Passage for review Start Marker

Enhanced Data Quality and Usability
Building on the success of efforts to further mobilize the data and information through the Health Data Initiative, new avenues of focused activity on data and information services across HHS will be integrated as a flagship initiative for 2012-2014. The amalgam of programs, strategies, and policies at the heart of many components of HHS are yielding new opportunities for Open Government through better understanding of data and information services derived from them. While our efforts will continue to produce more data and data service technical capabilities, a major thrust of our Open Government plan will be to enhance the quality and usability of the data we publish. The ability to integrate, analyze, and interpret data into useful information services is growing in demand across government and the private sector.
The Health Data Initiative will be enhanced in its service and capabilities for the public through new technology platforms in 2012 that bring new features to enhance access to data and greater opportunity for networking among data users and data providers. The Health Indicators Warehouse will be revised in a new 2.0 version in late 2012 to provide even greater capabilities for machine readable formats enabling machine-to-machine data linkages. These capabilities will further improve the dissemination of information through a wide array of formats. The broader use of application programming interfaces, creation of digital libraries of content, enhancement of metadata directories of our data resources in Healthdata.gov, and use of new tagging methodologies of data elements will increase the efficiency of data transfer, improve the liquidity of data, and further accelerate the use of web services to transfer information to its users. New additions to the collection of linked datasets will provide new insights of information into complex interactions of health and health care services. The redesign of our HHS data catalogue, Healthdata.gov Version 2, will provide many new features for developers, researchers, policy analysts to visualize data in new ways, and have more interactive capabilities to use the data to understand critical problems in health care. This new platform will be open source and opportunities for technology developers to collaborate and participate in the Health Data Initiative by creating modules and applications to further improve the resource will be announced in 2012.

Passage for review End Marker
Extracted material Start Marker

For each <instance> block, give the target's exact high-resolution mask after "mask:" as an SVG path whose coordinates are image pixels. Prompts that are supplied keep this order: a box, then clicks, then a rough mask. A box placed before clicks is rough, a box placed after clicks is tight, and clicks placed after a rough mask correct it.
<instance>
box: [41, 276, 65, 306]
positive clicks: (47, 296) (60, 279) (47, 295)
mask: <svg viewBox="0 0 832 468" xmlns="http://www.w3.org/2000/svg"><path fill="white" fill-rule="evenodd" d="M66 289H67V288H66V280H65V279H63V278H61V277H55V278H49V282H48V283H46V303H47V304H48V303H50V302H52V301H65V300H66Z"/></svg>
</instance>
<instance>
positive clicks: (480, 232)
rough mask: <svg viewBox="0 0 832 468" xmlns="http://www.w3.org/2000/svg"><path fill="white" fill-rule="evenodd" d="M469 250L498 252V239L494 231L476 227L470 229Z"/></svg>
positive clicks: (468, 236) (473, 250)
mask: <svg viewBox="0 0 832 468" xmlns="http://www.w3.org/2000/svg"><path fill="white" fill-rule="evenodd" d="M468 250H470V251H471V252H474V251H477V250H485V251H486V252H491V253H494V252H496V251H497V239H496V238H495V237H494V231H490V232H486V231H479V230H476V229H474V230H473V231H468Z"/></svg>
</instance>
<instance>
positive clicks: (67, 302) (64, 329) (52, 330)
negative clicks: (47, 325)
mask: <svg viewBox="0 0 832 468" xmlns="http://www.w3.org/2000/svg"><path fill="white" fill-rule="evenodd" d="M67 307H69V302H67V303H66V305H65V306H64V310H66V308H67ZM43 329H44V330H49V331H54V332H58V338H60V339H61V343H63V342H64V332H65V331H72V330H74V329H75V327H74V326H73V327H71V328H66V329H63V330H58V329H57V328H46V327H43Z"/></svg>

Extracted material End Marker

## [Task instructions]
Answer from the passage on data quality and usability:
(a) For which years will the data and information services be integrated as a flagship initiative?
(b) When will the revised 2.0 version of the Health Indicators Warehouse come out?
(c) What is the name of the redesigned HHS data catalogue?

## [Finished task]
(a) 2012-2014
(b) Late 2012
(c) Healthdata.gov Version 2